» **ABOUT THIS EXERCISE**
Identify every line of the material below that contains the word "positive", and copy each such line in full.

:: DATA EXTRACT ::

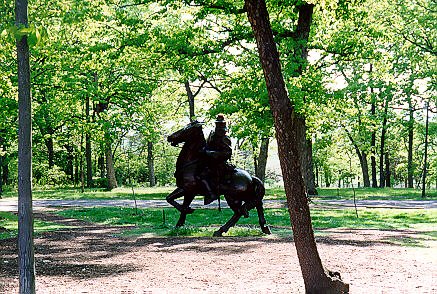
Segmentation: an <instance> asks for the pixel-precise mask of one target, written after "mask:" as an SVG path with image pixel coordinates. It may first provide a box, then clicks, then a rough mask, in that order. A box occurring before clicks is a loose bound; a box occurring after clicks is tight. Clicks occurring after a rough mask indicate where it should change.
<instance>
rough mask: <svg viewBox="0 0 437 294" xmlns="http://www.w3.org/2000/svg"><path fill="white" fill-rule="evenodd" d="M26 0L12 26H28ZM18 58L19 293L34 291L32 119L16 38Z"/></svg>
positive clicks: (26, 75) (25, 61) (30, 100)
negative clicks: (32, 177) (32, 195)
mask: <svg viewBox="0 0 437 294" xmlns="http://www.w3.org/2000/svg"><path fill="white" fill-rule="evenodd" d="M27 6H28V3H27V0H16V1H15V25H16V26H17V27H18V28H20V27H22V26H24V27H27V26H28V19H27ZM17 61H18V109H19V130H18V264H19V292H20V293H21V294H23V293H26V294H27V293H35V257H34V248H33V210H32V118H31V113H32V110H31V93H30V65H29V46H28V43H27V36H22V37H21V38H20V39H17Z"/></svg>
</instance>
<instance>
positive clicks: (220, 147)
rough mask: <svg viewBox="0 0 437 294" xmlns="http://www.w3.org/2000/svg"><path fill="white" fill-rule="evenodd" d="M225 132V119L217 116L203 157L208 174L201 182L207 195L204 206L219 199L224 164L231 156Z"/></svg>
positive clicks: (222, 116)
mask: <svg viewBox="0 0 437 294" xmlns="http://www.w3.org/2000/svg"><path fill="white" fill-rule="evenodd" d="M226 131H227V127H226V121H225V118H224V116H223V114H219V115H217V119H216V121H215V130H214V131H212V132H211V133H210V134H209V136H208V139H207V140H206V147H205V155H206V163H207V168H208V170H209V172H208V173H207V174H208V177H207V178H204V179H202V182H203V184H204V185H205V188H206V190H207V191H208V194H209V195H207V196H205V200H204V202H205V205H206V204H209V203H211V202H213V201H214V200H217V199H218V198H219V196H220V191H219V185H220V182H221V179H222V177H223V175H224V173H225V172H226V170H227V168H228V165H227V163H226V162H227V161H228V160H229V159H230V158H231V155H232V148H231V140H230V139H229V137H228V136H226Z"/></svg>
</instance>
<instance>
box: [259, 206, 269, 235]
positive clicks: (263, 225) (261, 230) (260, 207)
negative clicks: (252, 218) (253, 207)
mask: <svg viewBox="0 0 437 294" xmlns="http://www.w3.org/2000/svg"><path fill="white" fill-rule="evenodd" d="M256 211H257V212H258V220H259V225H260V227H261V231H262V232H263V233H264V234H267V235H270V234H271V233H272V232H271V231H270V228H269V227H268V226H267V225H266V224H267V222H266V218H265V216H264V207H263V205H262V202H261V203H260V204H258V205H257V206H256Z"/></svg>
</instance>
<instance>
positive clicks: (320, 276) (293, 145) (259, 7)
mask: <svg viewBox="0 0 437 294" xmlns="http://www.w3.org/2000/svg"><path fill="white" fill-rule="evenodd" d="M245 3H246V9H247V15H248V19H249V21H250V24H251V26H252V30H253V32H254V35H255V39H256V43H257V47H258V52H259V58H260V61H261V65H262V68H263V72H264V77H265V80H266V86H267V90H268V93H269V102H270V106H271V109H272V113H273V118H274V122H275V130H276V138H277V141H278V151H279V159H280V163H281V169H282V174H283V177H284V186H285V191H286V195H287V204H288V207H289V212H290V219H291V223H292V228H293V236H294V242H295V245H296V249H297V255H298V258H299V263H300V266H301V270H302V275H303V278H304V282H305V289H306V292H307V293H342V292H348V289H349V287H348V285H346V284H344V283H343V282H342V281H341V280H338V279H333V278H331V277H330V276H329V275H328V274H327V273H326V272H325V269H324V268H323V266H322V262H321V260H320V257H319V253H318V251H317V246H316V242H315V239H314V232H313V230H312V225H311V218H310V211H309V206H308V200H307V197H306V193H305V184H304V181H303V177H302V172H301V166H300V155H299V153H298V152H299V151H298V147H297V146H296V142H297V140H298V138H297V134H296V129H295V126H296V114H295V112H294V109H293V106H292V105H291V101H290V99H289V98H288V95H287V91H286V89H285V83H284V79H283V76H282V72H281V65H280V62H279V53H278V51H277V49H276V44H275V42H274V40H273V33H272V30H271V26H270V21H269V16H268V12H267V8H266V6H265V2H264V1H263V0H261V1H256V0H246V1H245ZM312 10H313V5H309V4H303V5H302V7H301V13H305V12H306V13H310V15H311V14H312Z"/></svg>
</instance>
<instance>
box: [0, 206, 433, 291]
mask: <svg viewBox="0 0 437 294" xmlns="http://www.w3.org/2000/svg"><path fill="white" fill-rule="evenodd" d="M35 217H37V218H42V219H45V220H50V221H57V222H63V223H68V224H69V225H71V226H75V228H73V229H68V230H62V231H55V232H49V233H45V234H42V235H39V236H38V237H37V238H36V239H35V258H36V271H37V282H36V287H37V293H56V294H58V293H304V287H303V280H302V275H301V273H300V268H299V263H298V260H297V256H296V250H295V247H294V243H293V241H292V239H291V238H278V237H270V236H268V237H240V238H234V237H223V238H213V237H211V238H178V237H169V238H157V237H147V236H141V237H135V238H133V237H130V238H126V237H120V236H118V235H117V233H118V232H120V230H121V228H119V227H109V226H102V225H96V224H90V223H86V222H81V221H77V220H67V219H62V218H61V217H58V216H53V215H50V214H47V213H38V214H36V215H35ZM123 229H126V228H125V227H124V228H123ZM290 235H291V233H290ZM16 243H17V240H16V239H8V240H3V241H0V248H1V251H0V293H18V269H17V268H18V266H17V245H16ZM317 243H318V249H319V253H320V256H321V258H322V261H323V264H324V265H325V267H327V268H328V269H330V270H334V271H338V272H340V273H341V275H342V278H343V280H344V281H346V282H348V283H349V284H350V290H351V293H366V294H369V293H437V271H436V270H435V269H436V268H437V250H436V249H437V244H436V243H437V242H436V241H431V240H429V239H427V238H424V237H423V235H419V234H418V232H414V231H379V230H325V231H323V234H322V235H320V236H318V237H317ZM400 244H404V245H403V246H402V245H400ZM405 244H409V246H405ZM411 245H415V246H411ZM419 245H420V246H419Z"/></svg>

:::

» **SOLUTION FOR THIS TASK**
positive clicks: (26, 75) (25, 61) (30, 100)
positive clicks: (220, 147)
positive clicks: (222, 116)
positive clicks: (263, 225) (261, 230) (260, 207)
positive clicks: (320, 276) (293, 145) (259, 7)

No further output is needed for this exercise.